Document extract:

● ● ● ●

Wednesday was so much fun. We all slept late and then Peyton and the kids got up and started working in the yard. I took a bath, made beds, started laundry, and then headed to meet Mal for lunch. We had Mexican and had some great conversation. After that, I ran by Hobby Lobby for some fabric and then to the post office to mail some things. I got home and Peyton left to hang out with his brother. The kids had rest time and I read blogs and worked on a post and  then I did our morning school stuff with them. Peyton got home and I started more laundry and did math with AP. Then we all rode our bikes to the Y. We swam a bit and rode back. We fed the kids dinner and got them to bed and then I got on the computer for a bit and then went to bed.

Thursday was another fun day. I slept super late. I think that bike ride DID ME IN. Peyton and Graves worked in the yard and AP spent some time by herself crafting. I got up and ran my bath water but Graves was ready to come in and have his. Peyton jumped in first and took a quick one and then Graves took one. I made beds and started laundry and straightened. When I went to run a fresh bath, the tub was GROSS. I washed it out, but I still couldn't deal with it, so I took a shower (who takes a bath when they're that dirty?!?). I scrubbed the shower curtain while I was in there. The kids picked up their room and then I fixed them lunch and did some dishes. Peyton read to them and I got on the computer and started working on my header and read a few blogs. Then we all played some.

As I watched the last back to school pictures roll in, I was so excited we met my goal and have finished a quarter of first grade in math and English. I love the flexibility of being able to start mid Summer- on days when I have a bad headache or when the kids are under the weather, we aren't obligated to anyone to push through or worry about the looming make up work. And if we want to camp or take a trip, we have the built in ability to just skip a week or so. It wasn't always fun in the Summer, but it feels great to start September with a full "term" under our belts.

● ● ● ●

Lines of data:
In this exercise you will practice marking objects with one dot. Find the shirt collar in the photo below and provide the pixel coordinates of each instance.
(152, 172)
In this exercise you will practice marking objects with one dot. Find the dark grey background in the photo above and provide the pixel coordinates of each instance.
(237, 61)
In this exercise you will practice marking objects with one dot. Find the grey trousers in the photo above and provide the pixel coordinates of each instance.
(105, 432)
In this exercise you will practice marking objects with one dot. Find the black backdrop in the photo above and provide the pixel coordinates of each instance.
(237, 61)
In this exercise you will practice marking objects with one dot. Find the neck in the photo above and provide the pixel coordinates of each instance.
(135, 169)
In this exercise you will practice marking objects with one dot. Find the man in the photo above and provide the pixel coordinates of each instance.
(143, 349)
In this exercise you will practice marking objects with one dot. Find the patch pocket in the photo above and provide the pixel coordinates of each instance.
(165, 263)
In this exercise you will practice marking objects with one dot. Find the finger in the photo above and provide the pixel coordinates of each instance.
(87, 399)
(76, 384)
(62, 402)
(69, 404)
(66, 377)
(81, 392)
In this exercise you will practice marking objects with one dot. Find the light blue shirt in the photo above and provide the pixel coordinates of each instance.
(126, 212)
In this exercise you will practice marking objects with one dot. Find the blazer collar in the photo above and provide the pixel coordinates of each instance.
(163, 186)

● ● ● ●

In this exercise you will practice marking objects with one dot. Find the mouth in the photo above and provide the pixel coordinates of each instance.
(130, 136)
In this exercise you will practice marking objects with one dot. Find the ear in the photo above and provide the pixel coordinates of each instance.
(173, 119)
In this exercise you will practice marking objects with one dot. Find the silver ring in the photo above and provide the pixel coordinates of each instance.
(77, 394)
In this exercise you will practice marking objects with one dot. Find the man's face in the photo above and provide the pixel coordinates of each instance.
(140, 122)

● ● ● ●

What two sentences would sum up the blog excerpt? The data is not needed for this.

The writer describes two fun days at home: on Wednesday, a lunch with Mal, errands, school work with the kids and a family bike ride to the Y, and on Thursday, yard work, baths, cleaning, laundry and time on the computer. The writer is also excited to have finished a quarter of first grade in math and English by September and values the flexibility of starting school in mid-summer.